[What this task involves]
Update the part of the records that opens with the line containing "[trace] entry door" and closes with the line containing "[[[235,67],[215,66],[213,76],[211,119],[232,110],[236,74]]]": write those lines out again with "entry door" changed to "front door" and nothing else altered.

== Provided data ==

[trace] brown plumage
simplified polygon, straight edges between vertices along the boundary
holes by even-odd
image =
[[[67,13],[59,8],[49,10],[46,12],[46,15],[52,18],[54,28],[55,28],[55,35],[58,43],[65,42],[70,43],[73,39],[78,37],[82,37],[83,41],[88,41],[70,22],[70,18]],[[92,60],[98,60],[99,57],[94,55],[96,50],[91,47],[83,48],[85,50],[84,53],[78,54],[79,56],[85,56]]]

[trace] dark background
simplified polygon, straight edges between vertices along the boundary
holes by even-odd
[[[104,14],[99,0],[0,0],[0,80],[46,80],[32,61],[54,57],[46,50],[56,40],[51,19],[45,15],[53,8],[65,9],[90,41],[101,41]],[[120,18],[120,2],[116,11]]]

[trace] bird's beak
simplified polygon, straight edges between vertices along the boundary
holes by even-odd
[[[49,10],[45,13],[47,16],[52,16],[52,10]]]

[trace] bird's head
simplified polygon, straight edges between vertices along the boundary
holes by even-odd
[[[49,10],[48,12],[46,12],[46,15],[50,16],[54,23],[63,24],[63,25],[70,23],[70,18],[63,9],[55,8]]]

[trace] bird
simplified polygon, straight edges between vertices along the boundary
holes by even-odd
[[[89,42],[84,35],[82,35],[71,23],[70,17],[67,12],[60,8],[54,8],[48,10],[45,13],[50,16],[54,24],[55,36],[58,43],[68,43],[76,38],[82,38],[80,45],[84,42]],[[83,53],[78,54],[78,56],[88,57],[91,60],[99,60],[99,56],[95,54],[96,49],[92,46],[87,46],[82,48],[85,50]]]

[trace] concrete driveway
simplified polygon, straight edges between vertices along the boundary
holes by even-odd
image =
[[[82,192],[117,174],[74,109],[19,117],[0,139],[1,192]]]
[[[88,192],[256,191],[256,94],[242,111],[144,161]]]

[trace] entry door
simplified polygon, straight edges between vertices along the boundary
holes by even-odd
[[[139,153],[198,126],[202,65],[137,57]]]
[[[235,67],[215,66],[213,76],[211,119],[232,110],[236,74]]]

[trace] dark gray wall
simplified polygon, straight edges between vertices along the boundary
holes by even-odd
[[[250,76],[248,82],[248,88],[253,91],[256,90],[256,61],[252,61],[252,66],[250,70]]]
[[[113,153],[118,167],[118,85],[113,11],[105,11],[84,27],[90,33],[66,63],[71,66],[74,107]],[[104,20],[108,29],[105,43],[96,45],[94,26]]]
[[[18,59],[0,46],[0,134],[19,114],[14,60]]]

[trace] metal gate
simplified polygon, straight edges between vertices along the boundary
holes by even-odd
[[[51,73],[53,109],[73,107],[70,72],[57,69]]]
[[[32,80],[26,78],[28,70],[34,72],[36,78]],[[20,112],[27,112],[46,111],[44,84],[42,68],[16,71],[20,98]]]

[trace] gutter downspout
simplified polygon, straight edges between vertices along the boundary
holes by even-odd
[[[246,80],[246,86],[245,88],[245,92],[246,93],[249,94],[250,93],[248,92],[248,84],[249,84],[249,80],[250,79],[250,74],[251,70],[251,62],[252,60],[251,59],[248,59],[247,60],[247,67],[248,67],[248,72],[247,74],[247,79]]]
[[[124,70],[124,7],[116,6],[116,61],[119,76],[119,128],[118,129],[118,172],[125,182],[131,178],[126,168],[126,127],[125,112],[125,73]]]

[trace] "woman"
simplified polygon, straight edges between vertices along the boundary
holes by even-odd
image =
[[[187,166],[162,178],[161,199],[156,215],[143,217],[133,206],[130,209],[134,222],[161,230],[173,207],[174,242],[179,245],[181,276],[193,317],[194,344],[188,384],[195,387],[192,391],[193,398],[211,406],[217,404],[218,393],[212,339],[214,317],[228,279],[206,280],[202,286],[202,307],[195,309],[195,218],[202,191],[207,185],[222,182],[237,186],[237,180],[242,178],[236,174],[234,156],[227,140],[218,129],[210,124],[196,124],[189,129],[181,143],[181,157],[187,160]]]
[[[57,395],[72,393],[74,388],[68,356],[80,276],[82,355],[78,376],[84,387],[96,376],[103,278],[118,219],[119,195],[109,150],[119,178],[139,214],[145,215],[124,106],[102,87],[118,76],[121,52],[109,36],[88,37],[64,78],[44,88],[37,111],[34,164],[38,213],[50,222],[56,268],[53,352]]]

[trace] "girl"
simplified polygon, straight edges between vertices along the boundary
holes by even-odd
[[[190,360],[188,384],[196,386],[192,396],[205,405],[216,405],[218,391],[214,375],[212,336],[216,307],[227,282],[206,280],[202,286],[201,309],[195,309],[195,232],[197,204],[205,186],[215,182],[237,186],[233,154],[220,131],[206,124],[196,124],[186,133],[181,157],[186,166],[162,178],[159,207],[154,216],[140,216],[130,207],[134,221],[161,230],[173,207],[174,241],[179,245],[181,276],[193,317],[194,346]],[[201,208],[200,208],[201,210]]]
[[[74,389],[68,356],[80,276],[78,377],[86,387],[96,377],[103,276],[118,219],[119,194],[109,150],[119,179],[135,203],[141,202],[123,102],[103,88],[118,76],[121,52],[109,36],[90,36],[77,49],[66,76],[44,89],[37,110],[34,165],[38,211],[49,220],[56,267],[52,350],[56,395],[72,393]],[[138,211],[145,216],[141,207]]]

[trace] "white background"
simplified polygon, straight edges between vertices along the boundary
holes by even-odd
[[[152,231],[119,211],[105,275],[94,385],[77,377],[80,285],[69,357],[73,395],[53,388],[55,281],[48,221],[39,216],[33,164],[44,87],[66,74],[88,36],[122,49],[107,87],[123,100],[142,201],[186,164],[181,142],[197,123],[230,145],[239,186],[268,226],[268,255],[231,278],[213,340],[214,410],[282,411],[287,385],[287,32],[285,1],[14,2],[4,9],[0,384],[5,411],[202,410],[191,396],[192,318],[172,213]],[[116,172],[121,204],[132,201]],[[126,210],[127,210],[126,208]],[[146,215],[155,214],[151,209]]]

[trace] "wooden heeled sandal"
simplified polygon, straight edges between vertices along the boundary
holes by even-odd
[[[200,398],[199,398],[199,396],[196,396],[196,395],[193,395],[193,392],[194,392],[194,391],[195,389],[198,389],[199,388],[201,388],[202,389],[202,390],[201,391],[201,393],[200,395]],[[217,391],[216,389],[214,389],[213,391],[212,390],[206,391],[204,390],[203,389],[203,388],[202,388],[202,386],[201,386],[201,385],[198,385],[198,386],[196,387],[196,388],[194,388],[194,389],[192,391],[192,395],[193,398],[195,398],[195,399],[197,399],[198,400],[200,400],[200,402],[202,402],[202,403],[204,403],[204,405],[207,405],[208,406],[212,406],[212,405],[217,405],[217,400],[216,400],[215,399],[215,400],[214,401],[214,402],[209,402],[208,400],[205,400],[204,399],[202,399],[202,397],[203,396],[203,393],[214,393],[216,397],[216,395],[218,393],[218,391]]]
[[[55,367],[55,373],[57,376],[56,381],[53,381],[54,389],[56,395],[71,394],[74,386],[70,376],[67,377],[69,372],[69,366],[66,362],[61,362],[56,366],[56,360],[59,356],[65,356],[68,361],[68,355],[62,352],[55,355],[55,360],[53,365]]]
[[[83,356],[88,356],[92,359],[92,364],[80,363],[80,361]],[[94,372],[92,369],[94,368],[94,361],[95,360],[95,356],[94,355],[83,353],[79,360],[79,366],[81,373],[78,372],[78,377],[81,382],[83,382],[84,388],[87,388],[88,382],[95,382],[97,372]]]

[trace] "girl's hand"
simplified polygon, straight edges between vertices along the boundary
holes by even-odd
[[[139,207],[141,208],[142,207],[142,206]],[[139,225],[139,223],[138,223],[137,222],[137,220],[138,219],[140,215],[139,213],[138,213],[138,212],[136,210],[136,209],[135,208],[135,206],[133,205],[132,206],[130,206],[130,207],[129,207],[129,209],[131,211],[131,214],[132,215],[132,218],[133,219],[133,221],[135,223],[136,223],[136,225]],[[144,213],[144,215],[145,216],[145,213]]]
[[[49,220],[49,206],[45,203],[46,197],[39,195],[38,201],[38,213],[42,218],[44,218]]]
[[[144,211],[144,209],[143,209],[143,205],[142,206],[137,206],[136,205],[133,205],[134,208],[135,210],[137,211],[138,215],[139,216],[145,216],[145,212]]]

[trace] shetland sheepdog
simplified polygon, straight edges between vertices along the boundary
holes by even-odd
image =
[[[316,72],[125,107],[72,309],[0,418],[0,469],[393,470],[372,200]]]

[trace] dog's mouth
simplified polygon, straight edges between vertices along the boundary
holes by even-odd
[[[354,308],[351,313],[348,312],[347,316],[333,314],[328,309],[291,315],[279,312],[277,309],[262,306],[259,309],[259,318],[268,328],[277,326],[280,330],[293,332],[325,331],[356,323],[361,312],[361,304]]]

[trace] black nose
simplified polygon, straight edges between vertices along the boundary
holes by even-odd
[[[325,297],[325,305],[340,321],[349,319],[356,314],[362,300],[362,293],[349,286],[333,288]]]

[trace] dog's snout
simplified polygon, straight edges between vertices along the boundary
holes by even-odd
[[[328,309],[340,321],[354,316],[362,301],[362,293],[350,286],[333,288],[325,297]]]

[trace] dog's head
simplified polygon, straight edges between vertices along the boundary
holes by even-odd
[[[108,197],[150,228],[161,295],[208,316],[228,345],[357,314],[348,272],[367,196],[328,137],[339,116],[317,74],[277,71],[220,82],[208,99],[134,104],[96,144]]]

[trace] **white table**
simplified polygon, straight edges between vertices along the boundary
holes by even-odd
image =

===

[The completed task]
[trace] front door
simplified polygon, straight edges between vertices along the boundary
holes by even-odd
[[[139,153],[198,126],[202,65],[137,57]]]
[[[235,67],[215,66],[213,76],[211,119],[232,110],[236,74]]]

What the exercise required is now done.